Start of Block

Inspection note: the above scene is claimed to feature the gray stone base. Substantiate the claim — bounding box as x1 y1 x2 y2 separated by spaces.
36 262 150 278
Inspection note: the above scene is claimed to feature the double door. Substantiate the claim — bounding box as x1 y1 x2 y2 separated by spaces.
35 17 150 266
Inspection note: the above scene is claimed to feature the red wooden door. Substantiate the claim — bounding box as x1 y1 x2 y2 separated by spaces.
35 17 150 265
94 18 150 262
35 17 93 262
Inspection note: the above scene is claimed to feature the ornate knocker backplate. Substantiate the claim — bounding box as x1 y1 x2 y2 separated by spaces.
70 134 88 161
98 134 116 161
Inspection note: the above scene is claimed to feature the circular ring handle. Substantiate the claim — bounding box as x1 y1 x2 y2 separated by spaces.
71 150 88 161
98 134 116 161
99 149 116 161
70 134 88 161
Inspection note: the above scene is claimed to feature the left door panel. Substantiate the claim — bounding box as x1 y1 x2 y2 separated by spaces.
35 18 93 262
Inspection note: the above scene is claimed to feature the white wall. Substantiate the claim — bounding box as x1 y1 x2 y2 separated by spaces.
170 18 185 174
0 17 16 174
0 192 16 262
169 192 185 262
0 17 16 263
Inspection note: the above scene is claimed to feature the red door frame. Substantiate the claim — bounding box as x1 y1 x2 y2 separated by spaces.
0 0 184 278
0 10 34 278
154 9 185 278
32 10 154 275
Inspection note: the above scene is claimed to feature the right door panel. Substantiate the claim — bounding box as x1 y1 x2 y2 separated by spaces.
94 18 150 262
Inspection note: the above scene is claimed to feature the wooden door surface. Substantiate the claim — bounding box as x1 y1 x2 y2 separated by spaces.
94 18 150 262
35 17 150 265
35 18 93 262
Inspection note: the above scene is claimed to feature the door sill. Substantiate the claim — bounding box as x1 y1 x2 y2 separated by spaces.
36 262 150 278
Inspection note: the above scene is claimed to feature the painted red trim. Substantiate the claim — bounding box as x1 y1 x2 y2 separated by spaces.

End of Block

### Required action
Please print all the data again exactly as given.

### Exercise answer
Inspection note: the above scene is claimed to feature the gray stone base. Substantiate the claim — bounding box as x1 y1 x2 y2 separated by spaces.
36 262 150 278
Inspection note: the above scene is claimed to feature the double door. Substantiate the claim — bounding box as x1 y1 x2 y2 separated by spaces.
35 17 150 266
Inspection note: the above scene is claimed to feature the red wooden door. Substantiate the claim — bounding box as x1 y1 x2 y2 separated by spaces.
35 17 150 265
94 18 150 262
35 17 93 262
Inspection note: the above scene is claimed to feature the ornate knocker backplate. Substantiate the claim — bounding box as x1 y1 x2 y2 separated by spaces.
70 134 88 161
98 134 116 161
Inspection note: the above scene is claimed to feature the circular ring handle. Substantiate the claim — bounding box as x1 y1 x2 y2 separated by spaces.
71 150 88 161
98 134 116 161
99 149 116 161
70 134 88 161
Inspection note: the above scene is claimed to feature the left door panel. Substantiate the claim — bounding box as x1 y1 x2 y2 separated by spaces.
35 18 93 262
Inspection note: the above scene is claimed to feature the white wall. Substantiate the claim — bounding box as x1 y1 x2 y2 separated by spaces.
170 18 185 174
0 17 16 174
0 192 16 262
169 192 185 262
0 17 16 263
Inspection note: the above scene is claimed to feature the red door frame. Substantiate the claim — bounding box as x1 y1 x2 y2 separated by spaces.
0 0 184 278
0 10 34 278
154 9 185 278
32 10 154 275
Inspection note: the above scene is claimed to feature the right door panel. Substantiate the claim — bounding box as x1 y1 x2 y2 separated by spaces.
94 18 150 262
Inspection note: the above scene is claimed to feature the wooden door surface. Substantiate the claim — bounding box as x1 y1 x2 y2 separated by spaces.
94 18 150 262
35 17 150 265
35 18 93 262
Inspection note: the above scene is claimed to feature the door sill. Substantiate the claim — bounding box as x1 y1 x2 y2 separated by spaces.
36 262 150 278
Inspection note: the above scene is claimed to feature the painted red trim. Substantiate the claim — bounding box as x1 y1 x2 y2 separated by spaces.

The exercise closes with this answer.